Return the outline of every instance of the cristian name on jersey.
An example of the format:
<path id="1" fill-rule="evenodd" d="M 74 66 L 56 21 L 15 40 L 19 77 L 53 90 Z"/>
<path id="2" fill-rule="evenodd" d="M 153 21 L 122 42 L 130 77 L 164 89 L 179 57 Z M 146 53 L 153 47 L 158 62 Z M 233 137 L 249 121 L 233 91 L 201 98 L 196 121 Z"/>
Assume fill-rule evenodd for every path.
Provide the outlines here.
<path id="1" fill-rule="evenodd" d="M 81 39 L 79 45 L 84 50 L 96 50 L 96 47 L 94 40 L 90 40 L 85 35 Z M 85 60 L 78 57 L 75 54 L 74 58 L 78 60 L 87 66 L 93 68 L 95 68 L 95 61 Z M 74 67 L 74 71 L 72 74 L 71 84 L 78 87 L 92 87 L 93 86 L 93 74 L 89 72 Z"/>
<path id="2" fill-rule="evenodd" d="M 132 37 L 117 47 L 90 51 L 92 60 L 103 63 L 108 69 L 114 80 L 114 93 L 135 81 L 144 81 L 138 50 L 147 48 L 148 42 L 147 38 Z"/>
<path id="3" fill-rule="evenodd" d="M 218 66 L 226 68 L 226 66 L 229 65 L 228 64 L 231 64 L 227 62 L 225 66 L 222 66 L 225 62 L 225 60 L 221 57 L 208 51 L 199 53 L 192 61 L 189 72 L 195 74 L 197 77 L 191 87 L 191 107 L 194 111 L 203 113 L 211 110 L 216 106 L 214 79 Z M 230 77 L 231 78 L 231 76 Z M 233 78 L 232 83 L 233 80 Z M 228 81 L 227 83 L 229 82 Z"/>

══════

What needs to be done:
Update the data above by changing "jersey" to "shirt", and leave every other part as it is.

Exercise answer:
Return the outline of every instance of the cristian name on shirt.
An example of the format:
<path id="1" fill-rule="evenodd" d="M 74 66 L 56 21 L 15 40 L 19 77 L 53 90 Z"/>
<path id="2" fill-rule="evenodd" d="M 153 21 L 122 42 L 130 77 L 164 89 L 179 57 Z M 146 53 L 153 47 L 158 62 Z M 233 137 L 249 121 L 233 91 L 201 98 L 196 121 Z"/>
Assume fill-rule evenodd for every path.
Provide the outlines here.
<path id="1" fill-rule="evenodd" d="M 81 39 L 79 45 L 84 50 L 96 50 L 96 47 L 94 40 L 90 40 L 85 35 Z M 85 60 L 78 57 L 75 54 L 74 58 L 78 60 L 87 66 L 93 68 L 95 68 L 95 61 Z M 74 67 L 74 71 L 72 74 L 71 84 L 78 87 L 92 87 L 93 86 L 93 74 L 89 72 Z"/>
<path id="2" fill-rule="evenodd" d="M 132 37 L 117 47 L 90 51 L 92 60 L 103 63 L 108 69 L 114 80 L 114 93 L 135 81 L 144 81 L 138 50 L 147 48 L 148 42 L 147 38 Z"/>
<path id="3" fill-rule="evenodd" d="M 218 66 L 226 68 L 226 66 L 229 65 L 228 64 L 231 64 L 227 62 L 225 66 L 222 66 L 225 62 L 225 60 L 221 57 L 208 51 L 199 53 L 192 61 L 189 72 L 195 74 L 197 77 L 191 87 L 191 107 L 194 111 L 203 113 L 211 110 L 216 106 L 214 79 Z M 230 77 L 231 78 L 231 76 Z M 233 78 L 232 83 L 233 80 Z M 228 81 L 227 83 L 229 82 Z"/>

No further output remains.